▸ Problem requirements: The records below need copying. Match each line exactly.

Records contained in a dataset
*** Block opens ***
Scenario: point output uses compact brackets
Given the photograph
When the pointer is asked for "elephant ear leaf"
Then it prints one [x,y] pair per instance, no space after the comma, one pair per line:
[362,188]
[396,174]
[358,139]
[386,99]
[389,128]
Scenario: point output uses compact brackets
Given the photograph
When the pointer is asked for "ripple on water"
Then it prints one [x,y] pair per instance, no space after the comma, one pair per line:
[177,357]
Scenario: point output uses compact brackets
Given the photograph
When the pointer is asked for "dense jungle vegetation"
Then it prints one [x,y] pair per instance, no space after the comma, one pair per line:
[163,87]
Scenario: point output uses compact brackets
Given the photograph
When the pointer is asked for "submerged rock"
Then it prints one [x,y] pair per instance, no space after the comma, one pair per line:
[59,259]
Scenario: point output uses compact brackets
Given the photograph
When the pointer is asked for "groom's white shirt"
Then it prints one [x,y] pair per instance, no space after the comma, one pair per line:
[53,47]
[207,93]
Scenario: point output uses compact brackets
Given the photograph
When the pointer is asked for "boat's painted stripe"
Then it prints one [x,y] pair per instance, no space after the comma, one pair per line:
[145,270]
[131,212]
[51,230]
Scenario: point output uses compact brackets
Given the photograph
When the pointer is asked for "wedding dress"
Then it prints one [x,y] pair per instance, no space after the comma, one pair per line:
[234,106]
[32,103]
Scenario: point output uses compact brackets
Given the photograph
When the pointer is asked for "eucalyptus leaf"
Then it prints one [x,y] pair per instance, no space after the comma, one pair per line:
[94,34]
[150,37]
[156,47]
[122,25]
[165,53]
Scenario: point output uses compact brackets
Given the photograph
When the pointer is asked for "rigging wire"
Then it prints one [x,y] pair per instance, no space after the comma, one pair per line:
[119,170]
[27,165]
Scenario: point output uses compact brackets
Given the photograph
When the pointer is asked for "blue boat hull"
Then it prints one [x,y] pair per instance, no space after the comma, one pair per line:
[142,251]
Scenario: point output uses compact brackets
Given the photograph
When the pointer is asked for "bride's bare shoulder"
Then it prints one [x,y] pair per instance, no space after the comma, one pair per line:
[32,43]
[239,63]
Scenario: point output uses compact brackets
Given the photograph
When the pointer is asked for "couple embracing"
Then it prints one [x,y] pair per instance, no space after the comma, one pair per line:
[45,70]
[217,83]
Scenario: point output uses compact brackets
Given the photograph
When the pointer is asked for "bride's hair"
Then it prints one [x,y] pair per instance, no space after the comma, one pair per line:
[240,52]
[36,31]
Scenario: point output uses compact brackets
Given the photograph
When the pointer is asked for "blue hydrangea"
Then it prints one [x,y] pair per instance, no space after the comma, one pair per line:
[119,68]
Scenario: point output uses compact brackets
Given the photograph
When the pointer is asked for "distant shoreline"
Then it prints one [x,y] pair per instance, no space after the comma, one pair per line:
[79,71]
*** Block closes ***
▸ Completed task:
Scenario: point output uses compact brackets
Given the photograph
When the pointer is asked for "elephant ear leaf"
Then it prints one [x,y] pair per instance, no space after the comma, one pair per line:
[362,188]
[396,174]
[358,139]
[386,99]
[389,128]
Scenario: point output uses compact brackets
Given the photograph
When the pointer is asked for "ripple on water"
Then it prints one [x,y] pair per instance, no space after the comma, one pair per line:
[177,357]
Scenario: point output uses compact brackets
Given the photograph
When the pointer is asked for "dense jungle vegetation"
Then it prints one [x,y] pair per instance, no space after the comma, one pair per line:
[163,87]
Scenario: point output uses compact brackets
Given the photograph
When the pointer is asked for "submerged rock"
Then it prints one [x,y] pair per instance, no space after the comma, one pair per line:
[59,259]
Scenario: point output uses compact brackets
Given the photograph
When the pointer is asked for "groom's white shirt"
Then it prints one [x,y] pair per instance, no space after the comma, one pair per line:
[53,47]
[207,93]
Scenario: point output uses compact brackets
Given the photograph
When the pointer is asked for "boat's painted stripe"
Then it prints one [x,y] pair per instance, no space after the comma, one pair per line:
[145,270]
[131,212]
[51,230]
Scenario: point output uses compact brackets
Given the photograph
When the pointer is asked for "wedding dress"
Then it prints one [x,y] pair per instance, no space after the comma, one pair per line:
[234,106]
[32,103]
Scenario: point output uses compact brackets
Given the photograph
When the pointer is asked for "eucalyptus leaf"
Then it prints one [x,y] pair per instance, no space after the comma, one pair per line:
[94,34]
[150,37]
[156,47]
[122,25]
[165,53]
Scenario: point output uses compact brackets
Given the photograph
When the pointer is asked for "rigging wire"
Then it prints one [x,y] pair per instance, no space after the comma, one pair per line:
[119,170]
[27,165]
Scenario: point output uses compact brackets
Given the photograph
When the pointer is asked for "blue boat hull"
Then it prints one [x,y] pair per instance, no space after the comma, one pair per line:
[142,251]
Scenario: point output uses compact brackets
Given the photograph
When the pointer is asked for "bride's bare shoulder"
Then it prints one [x,y] pair per instance, no space after the comma, one pair per line:
[32,43]
[239,63]
Scenario: point output uses compact brackets
Given the photograph
When the pointer is asked for "couple embracing"
Then it prints one [x,y] pair per instance, no space after the comma, one pair per line:
[45,70]
[217,83]
Scenario: point output uses compact brackets
Given the photograph
When the pointer is asked for "bride's hair"
Then it prints one [x,y] pair per instance, no space after the comma, one pair per line:
[240,52]
[36,31]
Scenario: point output uses compact brackets
Given the photograph
When the pointer is asked for "blue hydrangea"
Then it prints one [x,y] pair per instance, no space after the comma, one pair per line:
[119,68]
Scenario: point output uses compact brackets
Given the photograph
When the pointer is asked for "distant shoreline"
Then it prints one [x,y] pair per instance, no space after the comma, one pair per line:
[79,71]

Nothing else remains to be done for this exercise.